STATED GOAL » Which lines in the rows below contain the word "equipment"? Pick out each of those lines and copy it.

+ + +

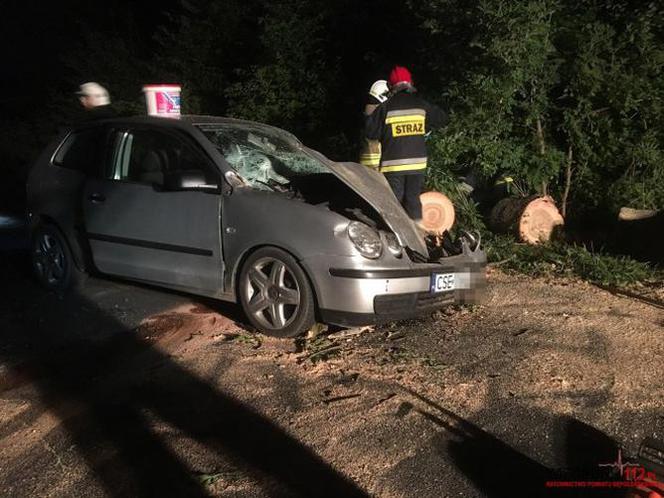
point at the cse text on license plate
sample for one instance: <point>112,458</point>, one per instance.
<point>442,282</point>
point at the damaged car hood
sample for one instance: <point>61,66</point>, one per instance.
<point>373,187</point>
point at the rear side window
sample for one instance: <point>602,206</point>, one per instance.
<point>149,156</point>
<point>82,151</point>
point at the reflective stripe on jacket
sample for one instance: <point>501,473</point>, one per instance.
<point>400,124</point>
<point>370,153</point>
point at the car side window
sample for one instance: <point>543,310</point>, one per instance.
<point>148,156</point>
<point>82,151</point>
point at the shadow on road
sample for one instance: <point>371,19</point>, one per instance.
<point>106,390</point>
<point>501,471</point>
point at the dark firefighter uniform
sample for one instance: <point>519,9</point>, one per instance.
<point>400,124</point>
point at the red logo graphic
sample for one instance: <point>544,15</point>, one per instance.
<point>633,476</point>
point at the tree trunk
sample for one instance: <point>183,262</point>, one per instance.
<point>542,147</point>
<point>533,219</point>
<point>568,182</point>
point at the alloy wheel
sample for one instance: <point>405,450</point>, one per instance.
<point>272,293</point>
<point>49,259</point>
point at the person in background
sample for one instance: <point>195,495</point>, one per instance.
<point>370,149</point>
<point>95,100</point>
<point>400,124</point>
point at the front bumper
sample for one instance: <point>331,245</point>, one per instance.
<point>368,296</point>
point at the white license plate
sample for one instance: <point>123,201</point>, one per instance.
<point>442,282</point>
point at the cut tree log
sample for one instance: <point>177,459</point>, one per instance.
<point>437,212</point>
<point>533,220</point>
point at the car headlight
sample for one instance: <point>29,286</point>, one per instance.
<point>366,239</point>
<point>393,244</point>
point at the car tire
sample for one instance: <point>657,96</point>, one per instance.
<point>52,260</point>
<point>275,293</point>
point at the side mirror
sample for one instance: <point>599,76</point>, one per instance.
<point>233,179</point>
<point>188,180</point>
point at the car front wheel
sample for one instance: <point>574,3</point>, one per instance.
<point>52,261</point>
<point>275,293</point>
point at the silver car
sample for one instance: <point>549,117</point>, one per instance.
<point>241,212</point>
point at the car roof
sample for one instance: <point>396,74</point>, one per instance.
<point>184,121</point>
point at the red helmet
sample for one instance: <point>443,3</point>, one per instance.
<point>400,75</point>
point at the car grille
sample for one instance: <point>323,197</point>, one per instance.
<point>411,304</point>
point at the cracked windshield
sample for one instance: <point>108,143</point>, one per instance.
<point>263,158</point>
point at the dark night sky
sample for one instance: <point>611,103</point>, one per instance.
<point>35,35</point>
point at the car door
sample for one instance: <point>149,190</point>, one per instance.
<point>154,213</point>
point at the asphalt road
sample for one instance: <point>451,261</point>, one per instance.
<point>127,390</point>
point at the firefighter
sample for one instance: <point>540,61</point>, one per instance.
<point>95,100</point>
<point>400,124</point>
<point>370,149</point>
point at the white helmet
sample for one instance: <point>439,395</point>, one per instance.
<point>97,94</point>
<point>379,90</point>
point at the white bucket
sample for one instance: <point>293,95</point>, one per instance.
<point>163,100</point>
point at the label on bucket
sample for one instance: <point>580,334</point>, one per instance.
<point>168,102</point>
<point>163,100</point>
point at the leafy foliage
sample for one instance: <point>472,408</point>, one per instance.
<point>567,261</point>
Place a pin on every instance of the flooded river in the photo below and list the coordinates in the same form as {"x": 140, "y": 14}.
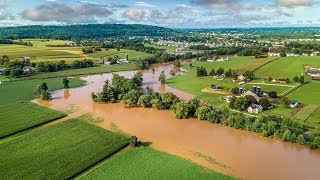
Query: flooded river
{"x": 242, "y": 154}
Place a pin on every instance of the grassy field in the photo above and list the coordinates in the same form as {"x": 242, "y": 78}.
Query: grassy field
{"x": 40, "y": 52}
{"x": 57, "y": 152}
{"x": 268, "y": 88}
{"x": 287, "y": 67}
{"x": 13, "y": 92}
{"x": 314, "y": 120}
{"x": 21, "y": 116}
{"x": 306, "y": 112}
{"x": 147, "y": 163}
{"x": 307, "y": 94}
{"x": 193, "y": 85}
{"x": 85, "y": 71}
{"x": 168, "y": 48}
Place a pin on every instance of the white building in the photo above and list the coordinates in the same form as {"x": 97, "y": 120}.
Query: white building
{"x": 255, "y": 108}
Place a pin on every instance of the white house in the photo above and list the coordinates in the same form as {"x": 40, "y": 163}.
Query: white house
{"x": 255, "y": 108}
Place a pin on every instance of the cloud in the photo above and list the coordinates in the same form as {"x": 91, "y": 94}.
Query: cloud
{"x": 295, "y": 3}
{"x": 6, "y": 16}
{"x": 3, "y": 4}
{"x": 143, "y": 4}
{"x": 81, "y": 13}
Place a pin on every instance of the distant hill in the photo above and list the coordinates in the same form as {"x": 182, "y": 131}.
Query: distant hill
{"x": 84, "y": 31}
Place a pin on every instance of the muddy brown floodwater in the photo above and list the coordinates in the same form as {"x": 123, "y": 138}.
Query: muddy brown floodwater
{"x": 242, "y": 154}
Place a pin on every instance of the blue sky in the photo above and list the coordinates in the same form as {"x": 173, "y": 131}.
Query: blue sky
{"x": 168, "y": 13}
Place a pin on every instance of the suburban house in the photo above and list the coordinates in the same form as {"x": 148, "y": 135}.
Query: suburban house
{"x": 255, "y": 108}
{"x": 249, "y": 93}
{"x": 28, "y": 69}
{"x": 294, "y": 104}
{"x": 216, "y": 87}
{"x": 241, "y": 77}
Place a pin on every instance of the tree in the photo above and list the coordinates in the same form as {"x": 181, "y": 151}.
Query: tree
{"x": 273, "y": 94}
{"x": 162, "y": 78}
{"x": 65, "y": 83}
{"x": 131, "y": 98}
{"x": 286, "y": 136}
{"x": 172, "y": 72}
{"x": 133, "y": 141}
{"x": 144, "y": 101}
{"x": 264, "y": 102}
{"x": 235, "y": 90}
{"x": 301, "y": 80}
{"x": 285, "y": 101}
{"x": 169, "y": 99}
{"x": 181, "y": 110}
{"x": 283, "y": 54}
{"x": 242, "y": 103}
{"x": 212, "y": 72}
{"x": 137, "y": 79}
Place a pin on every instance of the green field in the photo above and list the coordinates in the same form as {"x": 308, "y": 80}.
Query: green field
{"x": 268, "y": 88}
{"x": 21, "y": 116}
{"x": 59, "y": 151}
{"x": 306, "y": 112}
{"x": 191, "y": 84}
{"x": 147, "y": 163}
{"x": 167, "y": 48}
{"x": 18, "y": 91}
{"x": 99, "y": 69}
{"x": 307, "y": 94}
{"x": 40, "y": 52}
{"x": 287, "y": 67}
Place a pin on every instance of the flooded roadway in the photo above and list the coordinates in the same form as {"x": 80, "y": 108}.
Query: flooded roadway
{"x": 235, "y": 152}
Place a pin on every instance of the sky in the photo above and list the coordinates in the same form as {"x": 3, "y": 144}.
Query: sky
{"x": 167, "y": 13}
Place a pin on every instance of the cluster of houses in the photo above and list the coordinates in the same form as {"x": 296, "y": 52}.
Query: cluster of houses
{"x": 313, "y": 72}
{"x": 316, "y": 53}
{"x": 218, "y": 59}
{"x": 105, "y": 61}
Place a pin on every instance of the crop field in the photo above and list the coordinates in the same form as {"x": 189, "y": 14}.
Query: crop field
{"x": 306, "y": 112}
{"x": 314, "y": 120}
{"x": 287, "y": 67}
{"x": 86, "y": 71}
{"x": 279, "y": 89}
{"x": 60, "y": 151}
{"x": 18, "y": 91}
{"x": 193, "y": 85}
{"x": 40, "y": 52}
{"x": 147, "y": 163}
{"x": 168, "y": 48}
{"x": 307, "y": 94}
{"x": 21, "y": 116}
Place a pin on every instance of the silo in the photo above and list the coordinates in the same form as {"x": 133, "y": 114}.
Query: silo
{"x": 254, "y": 89}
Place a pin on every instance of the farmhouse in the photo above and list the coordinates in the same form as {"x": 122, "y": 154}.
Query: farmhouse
{"x": 294, "y": 104}
{"x": 241, "y": 77}
{"x": 255, "y": 108}
{"x": 215, "y": 87}
{"x": 28, "y": 69}
{"x": 249, "y": 93}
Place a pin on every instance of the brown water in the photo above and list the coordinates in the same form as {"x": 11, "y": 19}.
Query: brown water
{"x": 239, "y": 153}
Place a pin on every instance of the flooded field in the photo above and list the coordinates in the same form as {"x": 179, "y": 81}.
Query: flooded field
{"x": 238, "y": 153}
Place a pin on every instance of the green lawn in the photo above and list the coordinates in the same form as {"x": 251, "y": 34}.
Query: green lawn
{"x": 268, "y": 88}
{"x": 147, "y": 163}
{"x": 307, "y": 94}
{"x": 306, "y": 112}
{"x": 168, "y": 48}
{"x": 287, "y": 67}
{"x": 18, "y": 91}
{"x": 59, "y": 151}
{"x": 40, "y": 52}
{"x": 86, "y": 71}
{"x": 21, "y": 116}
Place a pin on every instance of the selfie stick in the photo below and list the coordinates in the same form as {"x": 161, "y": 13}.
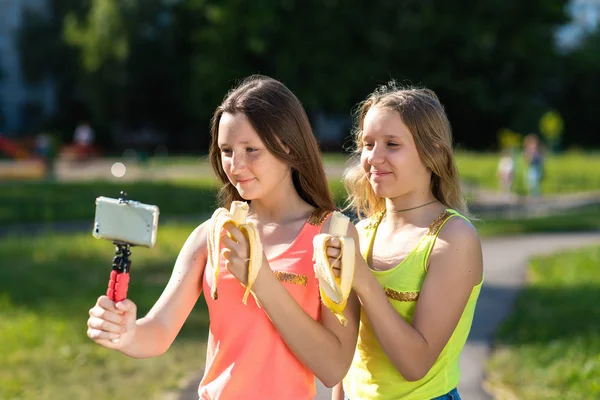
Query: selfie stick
{"x": 119, "y": 276}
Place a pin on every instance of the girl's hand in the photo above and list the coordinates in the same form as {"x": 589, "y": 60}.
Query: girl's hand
{"x": 112, "y": 326}
{"x": 334, "y": 254}
{"x": 236, "y": 251}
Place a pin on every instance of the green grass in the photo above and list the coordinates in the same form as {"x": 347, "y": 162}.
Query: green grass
{"x": 549, "y": 348}
{"x": 564, "y": 173}
{"x": 581, "y": 219}
{"x": 47, "y": 285}
{"x": 50, "y": 202}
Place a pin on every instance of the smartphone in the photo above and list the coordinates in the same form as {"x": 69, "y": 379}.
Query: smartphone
{"x": 126, "y": 222}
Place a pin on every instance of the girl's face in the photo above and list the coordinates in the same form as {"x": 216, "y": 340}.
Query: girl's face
{"x": 249, "y": 165}
{"x": 389, "y": 156}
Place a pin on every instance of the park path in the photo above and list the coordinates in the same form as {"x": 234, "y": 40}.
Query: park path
{"x": 505, "y": 265}
{"x": 505, "y": 259}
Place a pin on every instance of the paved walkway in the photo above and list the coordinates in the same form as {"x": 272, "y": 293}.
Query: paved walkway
{"x": 505, "y": 259}
{"x": 505, "y": 262}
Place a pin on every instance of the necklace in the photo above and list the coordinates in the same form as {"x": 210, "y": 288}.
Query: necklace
{"x": 413, "y": 208}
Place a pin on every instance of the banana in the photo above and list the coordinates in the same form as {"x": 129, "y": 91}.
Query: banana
{"x": 236, "y": 215}
{"x": 334, "y": 290}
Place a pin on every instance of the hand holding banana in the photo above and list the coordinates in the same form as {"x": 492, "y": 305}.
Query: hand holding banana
{"x": 242, "y": 251}
{"x": 335, "y": 279}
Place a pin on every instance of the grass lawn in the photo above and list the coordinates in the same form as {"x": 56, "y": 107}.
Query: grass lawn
{"x": 581, "y": 219}
{"x": 564, "y": 173}
{"x": 49, "y": 202}
{"x": 47, "y": 285}
{"x": 550, "y": 346}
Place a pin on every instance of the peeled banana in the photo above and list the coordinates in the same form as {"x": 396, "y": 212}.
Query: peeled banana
{"x": 334, "y": 290}
{"x": 237, "y": 215}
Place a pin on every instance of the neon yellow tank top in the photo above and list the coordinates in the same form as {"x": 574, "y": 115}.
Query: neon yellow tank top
{"x": 372, "y": 375}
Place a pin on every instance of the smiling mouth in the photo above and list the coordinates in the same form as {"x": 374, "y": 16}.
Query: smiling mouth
{"x": 379, "y": 173}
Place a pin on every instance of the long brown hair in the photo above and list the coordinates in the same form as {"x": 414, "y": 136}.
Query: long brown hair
{"x": 279, "y": 119}
{"x": 424, "y": 115}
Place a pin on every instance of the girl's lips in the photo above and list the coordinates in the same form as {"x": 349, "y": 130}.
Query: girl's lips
{"x": 376, "y": 174}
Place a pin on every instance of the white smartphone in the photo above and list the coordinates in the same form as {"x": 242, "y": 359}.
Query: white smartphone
{"x": 126, "y": 221}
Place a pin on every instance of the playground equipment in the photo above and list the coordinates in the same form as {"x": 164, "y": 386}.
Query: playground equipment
{"x": 24, "y": 164}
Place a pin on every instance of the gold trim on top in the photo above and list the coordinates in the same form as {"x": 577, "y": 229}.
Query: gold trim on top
{"x": 291, "y": 277}
{"x": 317, "y": 217}
{"x": 401, "y": 296}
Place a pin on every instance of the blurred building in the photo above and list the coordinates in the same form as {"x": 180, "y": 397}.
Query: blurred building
{"x": 22, "y": 106}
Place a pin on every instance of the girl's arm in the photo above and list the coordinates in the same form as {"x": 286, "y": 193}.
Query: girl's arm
{"x": 156, "y": 331}
{"x": 337, "y": 393}
{"x": 326, "y": 348}
{"x": 455, "y": 267}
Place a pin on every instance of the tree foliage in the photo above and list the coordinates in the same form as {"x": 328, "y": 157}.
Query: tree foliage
{"x": 167, "y": 64}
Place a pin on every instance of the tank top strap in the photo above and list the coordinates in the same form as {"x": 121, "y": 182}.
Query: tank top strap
{"x": 426, "y": 245}
{"x": 368, "y": 233}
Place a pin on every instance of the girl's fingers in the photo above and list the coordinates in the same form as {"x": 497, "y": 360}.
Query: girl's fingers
{"x": 104, "y": 325}
{"x": 335, "y": 242}
{"x": 107, "y": 315}
{"x": 333, "y": 252}
{"x": 100, "y": 335}
{"x": 230, "y": 243}
{"x": 235, "y": 233}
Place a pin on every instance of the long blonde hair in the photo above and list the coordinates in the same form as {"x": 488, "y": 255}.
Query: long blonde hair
{"x": 424, "y": 115}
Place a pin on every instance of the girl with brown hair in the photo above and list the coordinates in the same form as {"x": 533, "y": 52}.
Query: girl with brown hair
{"x": 264, "y": 152}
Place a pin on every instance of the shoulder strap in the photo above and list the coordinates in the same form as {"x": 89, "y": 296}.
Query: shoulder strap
{"x": 434, "y": 230}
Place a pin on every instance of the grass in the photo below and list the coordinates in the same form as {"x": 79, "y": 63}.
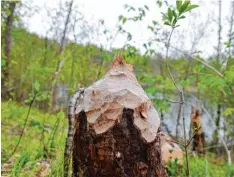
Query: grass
{"x": 41, "y": 146}
{"x": 40, "y": 152}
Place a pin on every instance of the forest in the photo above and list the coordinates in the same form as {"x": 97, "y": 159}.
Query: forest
{"x": 182, "y": 55}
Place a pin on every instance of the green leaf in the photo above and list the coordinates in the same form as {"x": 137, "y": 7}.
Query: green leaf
{"x": 3, "y": 62}
{"x": 129, "y": 38}
{"x": 183, "y": 7}
{"x": 159, "y": 3}
{"x": 166, "y": 23}
{"x": 228, "y": 111}
{"x": 146, "y": 7}
{"x": 191, "y": 7}
{"x": 37, "y": 85}
{"x": 174, "y": 13}
{"x": 154, "y": 22}
{"x": 120, "y": 17}
{"x": 178, "y": 5}
{"x": 124, "y": 20}
{"x": 170, "y": 15}
{"x": 182, "y": 17}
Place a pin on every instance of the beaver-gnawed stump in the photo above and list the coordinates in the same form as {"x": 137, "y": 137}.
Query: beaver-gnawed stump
{"x": 116, "y": 129}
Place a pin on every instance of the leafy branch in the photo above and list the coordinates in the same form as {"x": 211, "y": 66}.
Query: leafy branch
{"x": 171, "y": 19}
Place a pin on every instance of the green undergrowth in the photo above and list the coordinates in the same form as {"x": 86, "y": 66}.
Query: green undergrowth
{"x": 42, "y": 146}
{"x": 40, "y": 151}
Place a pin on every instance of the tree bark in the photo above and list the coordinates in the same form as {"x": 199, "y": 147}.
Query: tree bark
{"x": 61, "y": 50}
{"x": 120, "y": 151}
{"x": 7, "y": 49}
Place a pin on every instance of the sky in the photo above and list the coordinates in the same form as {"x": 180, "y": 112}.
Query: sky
{"x": 109, "y": 11}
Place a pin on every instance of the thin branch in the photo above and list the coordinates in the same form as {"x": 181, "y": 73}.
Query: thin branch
{"x": 209, "y": 66}
{"x": 22, "y": 132}
{"x": 213, "y": 122}
{"x": 181, "y": 106}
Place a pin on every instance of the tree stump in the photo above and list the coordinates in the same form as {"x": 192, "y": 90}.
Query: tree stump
{"x": 198, "y": 134}
{"x": 116, "y": 129}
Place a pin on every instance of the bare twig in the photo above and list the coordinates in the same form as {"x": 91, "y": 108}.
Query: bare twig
{"x": 181, "y": 106}
{"x": 71, "y": 130}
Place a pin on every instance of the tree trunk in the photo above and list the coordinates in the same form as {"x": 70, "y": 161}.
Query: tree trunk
{"x": 114, "y": 128}
{"x": 120, "y": 151}
{"x": 7, "y": 40}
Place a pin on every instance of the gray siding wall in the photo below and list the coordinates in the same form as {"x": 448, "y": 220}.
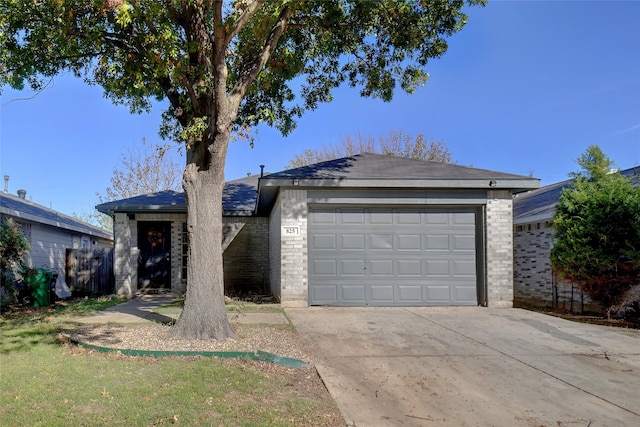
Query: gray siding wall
{"x": 49, "y": 244}
{"x": 275, "y": 239}
{"x": 533, "y": 279}
{"x": 246, "y": 260}
{"x": 288, "y": 236}
{"x": 288, "y": 241}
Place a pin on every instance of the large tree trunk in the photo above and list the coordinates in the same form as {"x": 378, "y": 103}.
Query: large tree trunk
{"x": 204, "y": 315}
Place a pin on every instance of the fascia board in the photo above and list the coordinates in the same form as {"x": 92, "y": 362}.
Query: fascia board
{"x": 57, "y": 224}
{"x": 496, "y": 184}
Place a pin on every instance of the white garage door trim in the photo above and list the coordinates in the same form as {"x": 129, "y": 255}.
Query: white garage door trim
{"x": 393, "y": 256}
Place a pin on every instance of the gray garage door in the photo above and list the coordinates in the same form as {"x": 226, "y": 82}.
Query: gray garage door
{"x": 392, "y": 256}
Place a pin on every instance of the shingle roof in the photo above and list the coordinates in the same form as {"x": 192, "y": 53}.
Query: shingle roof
{"x": 18, "y": 207}
{"x": 540, "y": 204}
{"x": 239, "y": 198}
{"x": 369, "y": 166}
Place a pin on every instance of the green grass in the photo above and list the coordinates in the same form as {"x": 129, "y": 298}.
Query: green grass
{"x": 47, "y": 382}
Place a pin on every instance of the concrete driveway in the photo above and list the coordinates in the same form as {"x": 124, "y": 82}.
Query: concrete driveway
{"x": 473, "y": 366}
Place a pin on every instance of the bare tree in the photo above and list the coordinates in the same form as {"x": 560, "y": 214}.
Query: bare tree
{"x": 393, "y": 143}
{"x": 145, "y": 168}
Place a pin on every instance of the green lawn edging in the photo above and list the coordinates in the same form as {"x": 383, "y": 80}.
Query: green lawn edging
{"x": 259, "y": 356}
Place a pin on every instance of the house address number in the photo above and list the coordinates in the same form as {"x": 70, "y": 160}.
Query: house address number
{"x": 291, "y": 231}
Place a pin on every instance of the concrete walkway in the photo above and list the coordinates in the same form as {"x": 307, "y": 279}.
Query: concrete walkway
{"x": 141, "y": 309}
{"x": 473, "y": 366}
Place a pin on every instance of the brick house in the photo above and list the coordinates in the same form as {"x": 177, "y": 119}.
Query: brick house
{"x": 363, "y": 230}
{"x": 533, "y": 235}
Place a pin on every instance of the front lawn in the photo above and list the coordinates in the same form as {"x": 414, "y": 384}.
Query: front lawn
{"x": 48, "y": 382}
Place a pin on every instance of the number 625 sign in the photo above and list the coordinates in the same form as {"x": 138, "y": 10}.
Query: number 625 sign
{"x": 290, "y": 231}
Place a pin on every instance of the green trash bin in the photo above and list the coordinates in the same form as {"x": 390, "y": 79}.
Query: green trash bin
{"x": 40, "y": 283}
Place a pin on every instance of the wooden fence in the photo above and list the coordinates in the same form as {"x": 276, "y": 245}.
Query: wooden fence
{"x": 90, "y": 271}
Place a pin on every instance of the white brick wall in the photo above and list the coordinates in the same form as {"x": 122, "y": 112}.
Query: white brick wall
{"x": 499, "y": 248}
{"x": 289, "y": 249}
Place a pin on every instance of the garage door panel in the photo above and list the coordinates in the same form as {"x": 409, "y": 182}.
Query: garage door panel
{"x": 324, "y": 242}
{"x": 324, "y": 294}
{"x": 464, "y": 268}
{"x": 411, "y": 268}
{"x": 465, "y": 294}
{"x": 464, "y": 218}
{"x": 392, "y": 256}
{"x": 433, "y": 218}
{"x": 324, "y": 267}
{"x": 377, "y": 217}
{"x": 409, "y": 293}
{"x": 323, "y": 217}
{"x": 438, "y": 293}
{"x": 437, "y": 268}
{"x": 381, "y": 294}
{"x": 408, "y": 217}
{"x": 353, "y": 242}
{"x": 381, "y": 241}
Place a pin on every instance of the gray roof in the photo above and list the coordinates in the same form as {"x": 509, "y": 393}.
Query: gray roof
{"x": 540, "y": 204}
{"x": 238, "y": 199}
{"x": 386, "y": 170}
{"x": 369, "y": 170}
{"x": 242, "y": 196}
{"x": 17, "y": 207}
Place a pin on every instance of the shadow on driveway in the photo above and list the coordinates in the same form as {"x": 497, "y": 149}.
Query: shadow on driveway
{"x": 473, "y": 366}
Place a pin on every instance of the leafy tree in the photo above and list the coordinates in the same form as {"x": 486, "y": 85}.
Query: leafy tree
{"x": 223, "y": 67}
{"x": 395, "y": 143}
{"x": 13, "y": 246}
{"x": 597, "y": 222}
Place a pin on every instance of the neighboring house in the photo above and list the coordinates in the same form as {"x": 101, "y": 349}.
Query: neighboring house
{"x": 534, "y": 281}
{"x": 363, "y": 230}
{"x": 50, "y": 233}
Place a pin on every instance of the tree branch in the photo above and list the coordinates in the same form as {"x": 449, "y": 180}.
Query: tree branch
{"x": 254, "y": 68}
{"x": 242, "y": 20}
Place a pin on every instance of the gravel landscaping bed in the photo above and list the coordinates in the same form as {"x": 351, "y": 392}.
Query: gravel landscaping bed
{"x": 155, "y": 336}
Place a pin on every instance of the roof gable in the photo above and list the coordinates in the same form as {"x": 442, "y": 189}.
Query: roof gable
{"x": 369, "y": 166}
{"x": 540, "y": 204}
{"x": 17, "y": 207}
{"x": 238, "y": 199}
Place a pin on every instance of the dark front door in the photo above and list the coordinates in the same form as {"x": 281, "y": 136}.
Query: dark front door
{"x": 154, "y": 262}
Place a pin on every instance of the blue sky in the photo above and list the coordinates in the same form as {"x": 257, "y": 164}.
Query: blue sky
{"x": 525, "y": 88}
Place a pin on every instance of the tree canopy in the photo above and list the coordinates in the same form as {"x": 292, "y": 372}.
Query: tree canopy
{"x": 394, "y": 143}
{"x": 144, "y": 168}
{"x": 223, "y": 67}
{"x": 597, "y": 223}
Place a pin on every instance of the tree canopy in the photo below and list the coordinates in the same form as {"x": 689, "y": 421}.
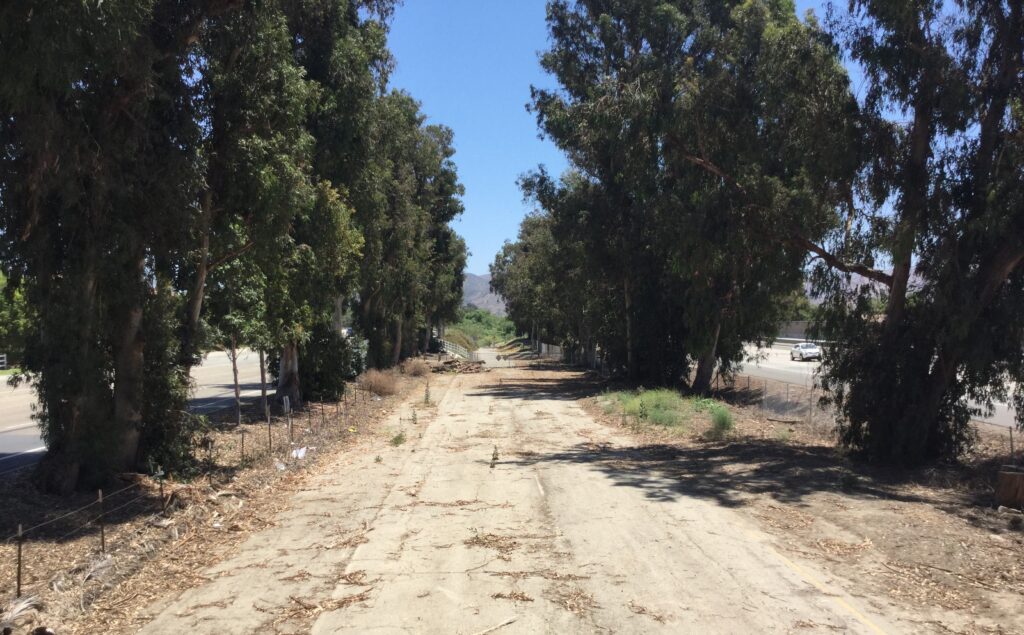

+ + +

EXPECTED ANSWER »
Place a pin on every instance of the playground equipment in the photo above and list the coordinates in the same form as {"x": 164, "y": 386}.
Query: playground equipment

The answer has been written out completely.